#### TASK INPUTS:
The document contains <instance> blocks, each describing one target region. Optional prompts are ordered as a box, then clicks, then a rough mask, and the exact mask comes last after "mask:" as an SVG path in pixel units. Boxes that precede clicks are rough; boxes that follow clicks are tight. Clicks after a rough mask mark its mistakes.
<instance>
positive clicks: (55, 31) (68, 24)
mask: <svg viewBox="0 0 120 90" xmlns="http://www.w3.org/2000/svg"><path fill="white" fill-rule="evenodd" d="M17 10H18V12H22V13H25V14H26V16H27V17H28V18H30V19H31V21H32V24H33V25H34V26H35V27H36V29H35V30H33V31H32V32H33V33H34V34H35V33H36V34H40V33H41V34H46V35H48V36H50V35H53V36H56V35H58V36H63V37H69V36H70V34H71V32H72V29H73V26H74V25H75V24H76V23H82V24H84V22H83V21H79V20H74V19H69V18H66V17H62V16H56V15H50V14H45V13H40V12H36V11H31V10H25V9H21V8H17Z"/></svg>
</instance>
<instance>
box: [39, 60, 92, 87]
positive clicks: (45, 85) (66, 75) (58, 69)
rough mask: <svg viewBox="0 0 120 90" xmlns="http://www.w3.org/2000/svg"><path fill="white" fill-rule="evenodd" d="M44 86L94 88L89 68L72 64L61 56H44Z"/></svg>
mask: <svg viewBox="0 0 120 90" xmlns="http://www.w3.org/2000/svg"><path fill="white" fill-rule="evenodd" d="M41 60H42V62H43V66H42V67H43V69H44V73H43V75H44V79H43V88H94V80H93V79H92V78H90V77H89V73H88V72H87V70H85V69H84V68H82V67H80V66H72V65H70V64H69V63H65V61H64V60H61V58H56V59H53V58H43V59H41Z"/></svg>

==

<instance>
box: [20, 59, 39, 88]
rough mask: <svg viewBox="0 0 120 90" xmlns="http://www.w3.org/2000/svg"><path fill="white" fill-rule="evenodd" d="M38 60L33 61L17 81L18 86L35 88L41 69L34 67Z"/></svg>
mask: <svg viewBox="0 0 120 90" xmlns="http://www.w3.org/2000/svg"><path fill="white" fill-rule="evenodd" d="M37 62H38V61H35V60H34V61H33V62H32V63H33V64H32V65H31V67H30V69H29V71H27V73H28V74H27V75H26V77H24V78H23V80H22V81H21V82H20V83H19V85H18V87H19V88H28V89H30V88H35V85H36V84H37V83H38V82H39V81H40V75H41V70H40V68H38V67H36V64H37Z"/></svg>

...

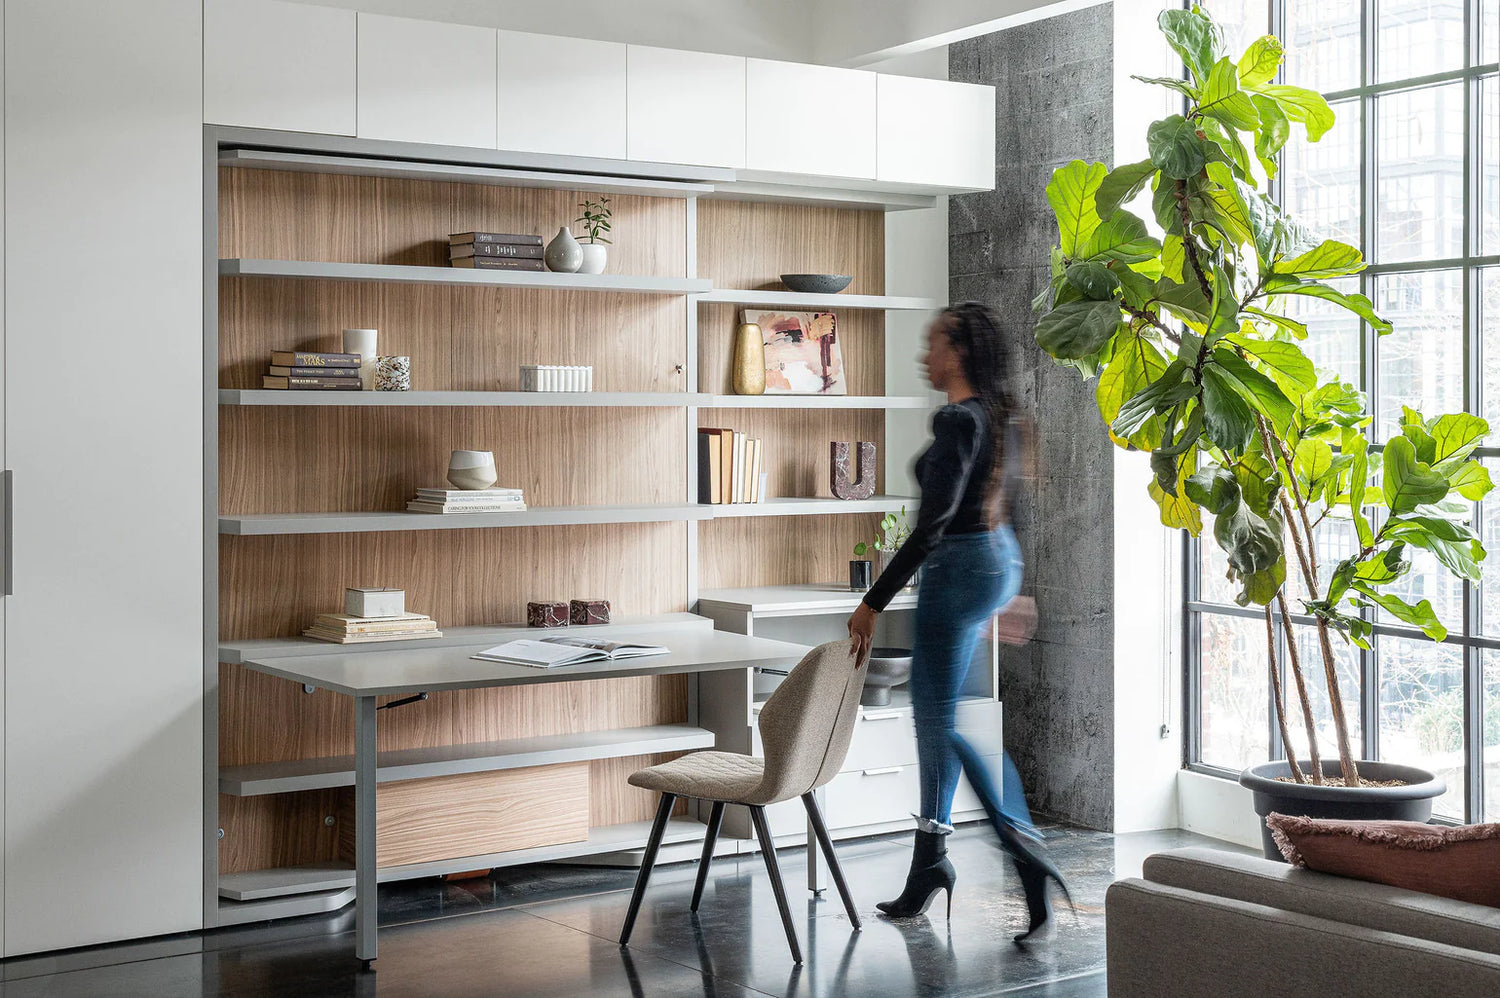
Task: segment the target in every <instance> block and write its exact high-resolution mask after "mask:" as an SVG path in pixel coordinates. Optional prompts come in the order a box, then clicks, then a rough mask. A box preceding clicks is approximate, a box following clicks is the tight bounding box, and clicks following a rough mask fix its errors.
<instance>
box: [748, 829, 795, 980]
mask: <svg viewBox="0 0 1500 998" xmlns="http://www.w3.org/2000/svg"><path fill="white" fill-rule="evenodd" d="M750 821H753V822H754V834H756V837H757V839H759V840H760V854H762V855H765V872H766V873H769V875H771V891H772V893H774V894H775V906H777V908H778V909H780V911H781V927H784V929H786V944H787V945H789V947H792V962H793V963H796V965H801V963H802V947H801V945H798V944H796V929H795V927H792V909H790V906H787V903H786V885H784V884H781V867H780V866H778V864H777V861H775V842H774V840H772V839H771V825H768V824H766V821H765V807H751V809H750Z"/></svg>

#### WORK INSTRUCTIONS:
Each line of the records that contains the string "target" must be copied.

#### ANSWER FOR THIS EXERCISE:
The document contains <instance> blocks, each describing one target region. Optional prompts are ordered as a box, then clicks, then a rough mask, and the exact mask comes last after "mask:" as an SVG path in pixel units. Boxes that precede clicks are rough; boxes that follow clicks are tight. Clicks after a rough mask mark its mistakes.
Task: segment the target in every <instance> block and write its exact high-resolution mask after "mask:" as an SVG path in pixel coordinates. Optional prompts come in the order a box, then clicks, then a rough mask. A box preceding clicks is approximate, a box following clicks is the tight bounding box, and clicks following a rough mask fix its errors.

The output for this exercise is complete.